WHAT IS EXPECTED
Print, word for word, the lines of the entries below, starting at the line that contains "# Looking for the dark" and ending at the line that contains "(0, 0), (640, 173)". Include both of those lines.

━━━━━ RECORDED DATA

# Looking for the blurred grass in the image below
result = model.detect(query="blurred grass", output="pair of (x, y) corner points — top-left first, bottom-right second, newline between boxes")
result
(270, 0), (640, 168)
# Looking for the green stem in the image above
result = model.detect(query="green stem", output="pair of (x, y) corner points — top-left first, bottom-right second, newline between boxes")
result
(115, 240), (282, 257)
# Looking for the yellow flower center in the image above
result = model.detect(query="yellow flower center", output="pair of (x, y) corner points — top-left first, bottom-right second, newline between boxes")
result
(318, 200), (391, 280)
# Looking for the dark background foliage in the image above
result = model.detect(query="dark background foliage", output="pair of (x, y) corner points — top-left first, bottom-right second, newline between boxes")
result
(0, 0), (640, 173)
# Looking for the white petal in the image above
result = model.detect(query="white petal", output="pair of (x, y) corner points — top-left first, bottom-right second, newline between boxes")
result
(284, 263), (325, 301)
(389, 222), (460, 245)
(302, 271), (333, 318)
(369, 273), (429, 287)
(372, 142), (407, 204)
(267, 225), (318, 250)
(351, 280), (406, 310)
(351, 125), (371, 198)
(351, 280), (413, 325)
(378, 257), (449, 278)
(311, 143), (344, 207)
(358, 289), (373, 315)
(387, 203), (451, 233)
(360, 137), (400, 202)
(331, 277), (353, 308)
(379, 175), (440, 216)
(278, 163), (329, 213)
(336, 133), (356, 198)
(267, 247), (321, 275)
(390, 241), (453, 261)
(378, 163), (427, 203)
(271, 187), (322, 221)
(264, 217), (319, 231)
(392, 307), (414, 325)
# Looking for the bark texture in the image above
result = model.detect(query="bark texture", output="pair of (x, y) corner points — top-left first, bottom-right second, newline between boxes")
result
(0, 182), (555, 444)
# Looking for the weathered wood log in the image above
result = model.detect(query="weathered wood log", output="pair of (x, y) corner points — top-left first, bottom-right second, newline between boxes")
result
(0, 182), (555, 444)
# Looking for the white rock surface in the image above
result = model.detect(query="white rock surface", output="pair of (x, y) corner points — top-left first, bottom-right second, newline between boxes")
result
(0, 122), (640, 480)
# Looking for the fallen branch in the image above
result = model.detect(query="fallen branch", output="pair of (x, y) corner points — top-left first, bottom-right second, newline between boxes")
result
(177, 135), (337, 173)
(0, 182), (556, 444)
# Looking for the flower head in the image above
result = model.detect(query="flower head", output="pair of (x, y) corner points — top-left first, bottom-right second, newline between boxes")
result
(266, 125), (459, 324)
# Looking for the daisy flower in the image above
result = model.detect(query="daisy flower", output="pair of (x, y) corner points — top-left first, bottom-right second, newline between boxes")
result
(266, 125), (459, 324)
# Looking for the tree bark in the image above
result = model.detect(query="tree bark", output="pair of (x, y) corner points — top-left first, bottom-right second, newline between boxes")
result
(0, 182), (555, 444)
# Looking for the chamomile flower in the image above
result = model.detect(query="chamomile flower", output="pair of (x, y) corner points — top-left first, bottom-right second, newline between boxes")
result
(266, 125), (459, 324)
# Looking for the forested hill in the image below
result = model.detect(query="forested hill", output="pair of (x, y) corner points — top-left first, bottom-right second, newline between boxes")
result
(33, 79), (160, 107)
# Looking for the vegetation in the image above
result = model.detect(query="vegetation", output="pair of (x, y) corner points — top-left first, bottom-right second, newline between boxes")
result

━━━━━━━━━━

FULL ANSWER
# Looking for the dark background foliage in the image above
result = model.detect(query="dark background foliage", output="pair of (x, y) corner points — top-left first, bottom-right second, newline between boxes")
result
(0, 0), (640, 173)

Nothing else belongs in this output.